_TEXTE FOURNI_.
Ils pensaient qu'ils étaient libres

Cette traduction en Français est dédiée au peuple palestinien, et plus particulièrement au peuple palestinien de la bande de Gaza, qui subit, mois après mois, la progression des « petits pas », avec le même mélange d’inconscience et de paralysie que celui évoqué par Milton Mayer, cette fois-ci « globalisé » à l’échelle occidentale. Merci à Dorothy Naor, de New Profile (Israël) d’avoir rappelé ce texte à l’occasion de la discussion d’un projet de loi qui permettrait à la Knesset d’outrepasser les décisions de la Cour Suprême israélienne, – encore un « petit pas ».

ILS PENSAIENT ETRE LIBRES … MAIS ALORS CE FUT TROP TARD.

Titre original : « They thought they were free –The Germans, 1933-1945 », chapitre 13 “But then it was too late”

_OBJECTIF_. Selon le texte fourni, que permettrait le projet de loi dont Dorothy Naor a profité pour rappeler ce texte ?

_INFORMATIONS FOURNIES_.
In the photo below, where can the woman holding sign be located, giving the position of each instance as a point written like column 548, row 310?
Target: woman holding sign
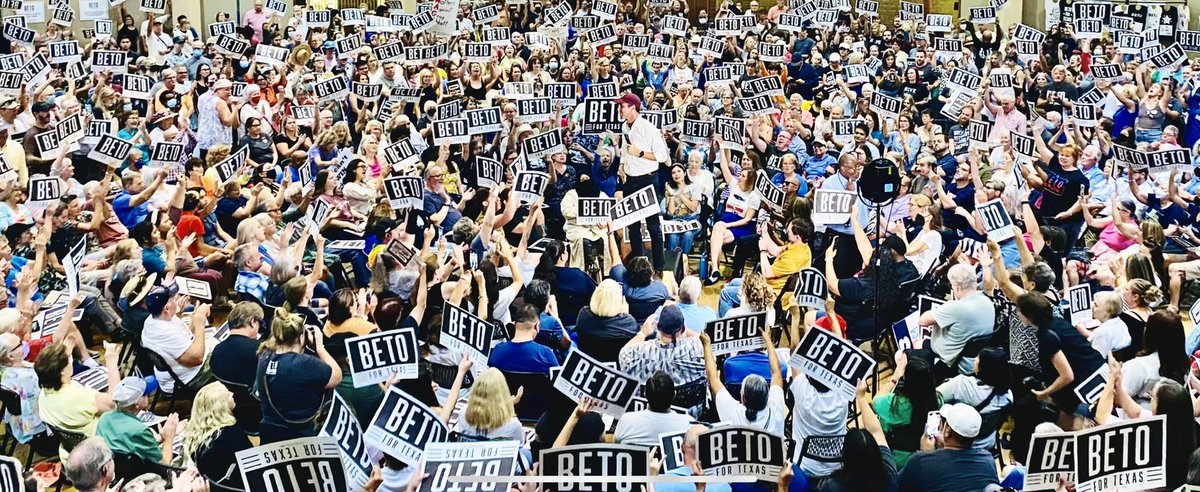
column 737, row 219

_PROBLÈME RÉSOLU_. Il permettrait à la Knesset d'outrepasser les décisions de la Cour Suprême israélienne.